* **TEXTE PRÉSENTÉ**:
_ _ _ _ _ _ _
La Banque Centrale de Tunisie (BCT) a publié un communiqué le 22 mars 2024, soulignant que malgré une détente graduelle de l’inflation, celle-ci devrait rester élevée, atteignant environ 7% en moyenne en 2024, avec des risques de pressions haussières liées à des facteurs tels que la remontée des prix internationaux, le stress hydrique accru et les pressions sur les finances publiques. Pour maintenir l’inflation à la baisse, la BCT insiste sur la nécessité de contenir la demande excessive par rapport aux capacités de production du pays.
Ainsi, le maintien du taux directeur à 8% est jugé primordial pour consolider le processus désinflationniste et assurer la résilience du taux de change du dinar. Le ciblage de l’inflation est mis en avant comme un mécanisme efficace pour atteindre cet objectif, en fixant un taux d’inflation à ne pas dépasser et en prenant des mesures pour l’atteindre.
Ce ciblage présente plusieurs avantages, notamment la stabilité des prix, essentielle pour l’économie, en permettant aux consommateurs et aux entreprises de prendre des décisions financières à long terme, favorisant ainsi la croissance économique et l’emploi.
Par ailleurs, Moody’s a maintenu les notes de la Tunisie et amélioré sa perspective de négative à stable, attribuant cette décision à la réduction du déficit de la balance courante et aux progrès des réformes structurelles.
Ce communiqué explicite, nous suggère un certain nombre de remarques, en rapport à la conduite de la politique de régulation économique : « Lutte contre l’inflation ou création d’emplois ? La BCT a-t-elle choisi ?
_ _ _ _ _ _ _
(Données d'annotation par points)
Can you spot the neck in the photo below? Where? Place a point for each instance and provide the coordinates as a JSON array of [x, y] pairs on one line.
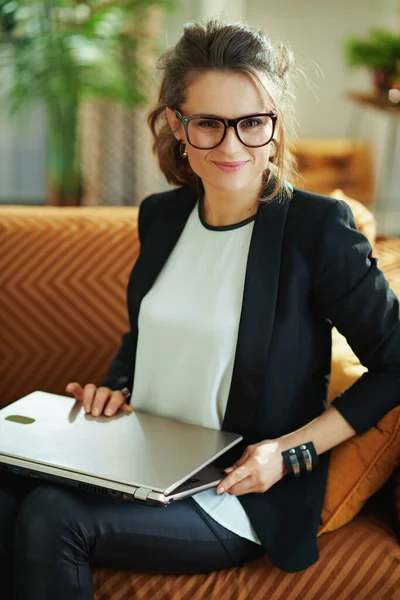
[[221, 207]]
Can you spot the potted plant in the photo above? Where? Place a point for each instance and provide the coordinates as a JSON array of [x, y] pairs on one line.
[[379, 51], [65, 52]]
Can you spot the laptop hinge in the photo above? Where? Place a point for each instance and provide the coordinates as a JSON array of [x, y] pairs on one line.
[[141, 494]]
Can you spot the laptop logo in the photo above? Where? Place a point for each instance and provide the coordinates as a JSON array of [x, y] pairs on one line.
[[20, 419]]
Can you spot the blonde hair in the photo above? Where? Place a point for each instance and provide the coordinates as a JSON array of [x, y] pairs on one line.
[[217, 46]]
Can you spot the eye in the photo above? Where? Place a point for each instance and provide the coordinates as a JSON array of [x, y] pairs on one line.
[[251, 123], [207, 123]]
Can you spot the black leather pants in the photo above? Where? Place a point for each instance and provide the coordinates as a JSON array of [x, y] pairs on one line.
_ _ _ _ _ _ _
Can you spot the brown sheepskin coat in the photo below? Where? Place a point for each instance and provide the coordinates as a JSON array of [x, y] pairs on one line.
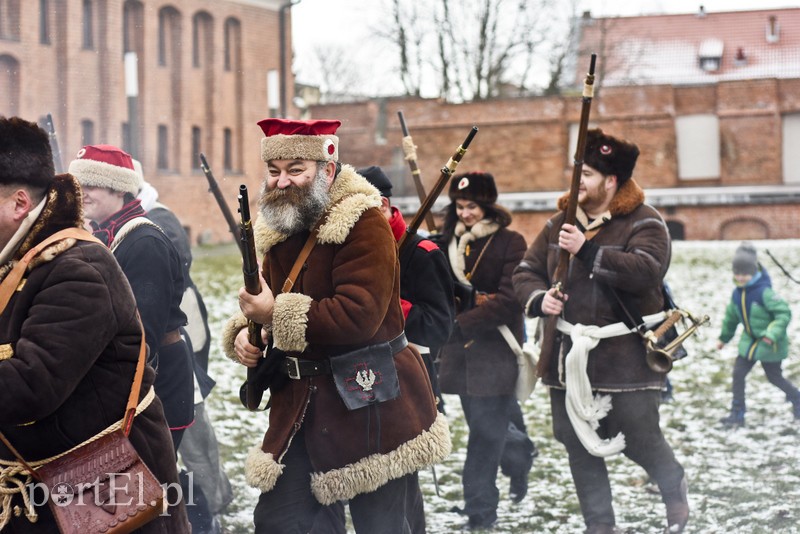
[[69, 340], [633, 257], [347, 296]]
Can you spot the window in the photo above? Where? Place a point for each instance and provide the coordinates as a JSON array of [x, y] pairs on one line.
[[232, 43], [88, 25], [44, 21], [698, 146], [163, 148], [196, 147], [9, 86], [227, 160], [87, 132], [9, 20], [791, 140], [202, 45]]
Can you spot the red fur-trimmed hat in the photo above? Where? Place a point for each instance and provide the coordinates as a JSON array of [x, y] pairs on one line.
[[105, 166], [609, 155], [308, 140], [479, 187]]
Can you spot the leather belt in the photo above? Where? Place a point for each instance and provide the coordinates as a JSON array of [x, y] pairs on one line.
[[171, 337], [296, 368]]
_ _ _ _ _ _ _
* **TRAVAIL DEMANDÉ**:
1. Recopiez le passage du texte sur l'inflation en Tunisie qui commence par « Par ailleurs, Moody’s » et se termine par « des réformes structurelles. ».
2. Dans le texte sur l'inflation en Tunisie, relevez tous les facteurs présentés comme sources de risques de pressions haussières sur l'inflation.

* **RÉPONSES AUX CONSIGNES**:
1.
Par ailleurs, Moody’s a maintenu les notes de la Tunisie et amélioré sa perspective de négative à stable, attribuant cette décision à la réduction du déficit de la balance courante et aux progrès des réformes structurelles.

2.
- la remontée des prix internationaux
- le stress hydrique accru
- les pressions sur les finances publiques